*Task statement*.
Reproduce the entries. Match every word.

(Natural language region descriptions)
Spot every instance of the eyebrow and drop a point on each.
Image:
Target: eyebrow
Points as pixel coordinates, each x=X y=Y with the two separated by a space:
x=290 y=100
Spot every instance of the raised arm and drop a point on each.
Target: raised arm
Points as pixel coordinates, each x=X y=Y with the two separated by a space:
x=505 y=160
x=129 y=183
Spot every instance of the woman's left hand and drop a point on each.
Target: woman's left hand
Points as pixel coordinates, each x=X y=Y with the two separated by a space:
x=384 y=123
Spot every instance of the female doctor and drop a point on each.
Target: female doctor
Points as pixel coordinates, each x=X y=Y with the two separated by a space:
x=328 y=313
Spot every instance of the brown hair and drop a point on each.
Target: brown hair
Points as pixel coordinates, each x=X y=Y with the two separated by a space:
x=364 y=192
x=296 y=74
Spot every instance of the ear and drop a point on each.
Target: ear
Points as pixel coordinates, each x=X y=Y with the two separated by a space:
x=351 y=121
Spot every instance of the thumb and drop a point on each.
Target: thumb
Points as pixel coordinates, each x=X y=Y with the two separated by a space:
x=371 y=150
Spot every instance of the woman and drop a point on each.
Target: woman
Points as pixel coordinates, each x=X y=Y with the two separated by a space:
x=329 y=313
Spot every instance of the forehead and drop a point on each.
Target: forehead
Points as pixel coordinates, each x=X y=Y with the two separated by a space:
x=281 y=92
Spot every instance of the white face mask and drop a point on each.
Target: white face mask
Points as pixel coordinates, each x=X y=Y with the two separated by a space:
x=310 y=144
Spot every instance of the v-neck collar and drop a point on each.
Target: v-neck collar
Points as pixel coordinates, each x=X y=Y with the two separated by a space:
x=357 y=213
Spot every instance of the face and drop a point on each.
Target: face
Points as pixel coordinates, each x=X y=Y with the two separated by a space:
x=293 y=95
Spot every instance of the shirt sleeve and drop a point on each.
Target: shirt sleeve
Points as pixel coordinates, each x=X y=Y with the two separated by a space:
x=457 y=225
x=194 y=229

*Answer to this exercise*.
Spot every instance of the eyebrow and drop a point on each.
Image:
Target: eyebrow
Points as pixel coordinates, each x=X y=Y with the two separated by a space:
x=290 y=100
Spot every instance of the raised arm and drop a point on each.
Target: raised arm
Points as pixel coordinates, each x=X y=Y with the two separated by a space:
x=505 y=160
x=129 y=183
Spot every instance of the woman's left hand and drop a point on each.
Target: woman's left hand
Points as pixel coordinates, each x=X y=Y with the two separated by a space:
x=384 y=123
Spot every instance of the female doctor and drop a point on each.
Target: female doctor
Points as pixel coordinates, each x=X y=Y with the two separated by a space:
x=328 y=313
Spot every instance of the brown hair and drop a point on each.
Target: brown hair
Points as pixel coordinates, each x=X y=Y with the two separated by a space:
x=364 y=192
x=296 y=74
Spot every instance of the ear and drop a point on each.
Target: ear
Points as pixel coordinates, each x=X y=Y with the two separated by a space:
x=351 y=121
Spot every instance of the thumb and drop a point on each.
Target: thumb
Points as pixel coordinates, each x=X y=Y with the two separated by a space:
x=371 y=150
Spot every instance of the woman and drop a point on each.
Target: woman
Points as pixel coordinates, each x=X y=Y with the two separated by a space:
x=329 y=313
Spot every instance of the forehead and drop a point on each.
Target: forehead
Points as pixel coordinates, each x=X y=Y with the two separated by a space:
x=281 y=92
Spot every instance of the white face mask and drop a point on each.
Target: white face mask
Points as pixel coordinates, each x=X y=Y with the two separated by a space:
x=310 y=144
Spot every instance of the v-neck collar and drop a point on each.
Target: v-neck collar
Points as pixel coordinates, each x=X y=Y with the two separated by a space:
x=357 y=213
Spot every instance of the face and drop a point on each.
Target: face
Points as pixel coordinates, each x=X y=Y with the two separated by a space:
x=293 y=95
Spot every instance of the shirt sleeve and drop a point on each.
Target: shirt sleeve
Points as pixel coordinates, each x=X y=Y with the two separated by a space:
x=457 y=225
x=194 y=229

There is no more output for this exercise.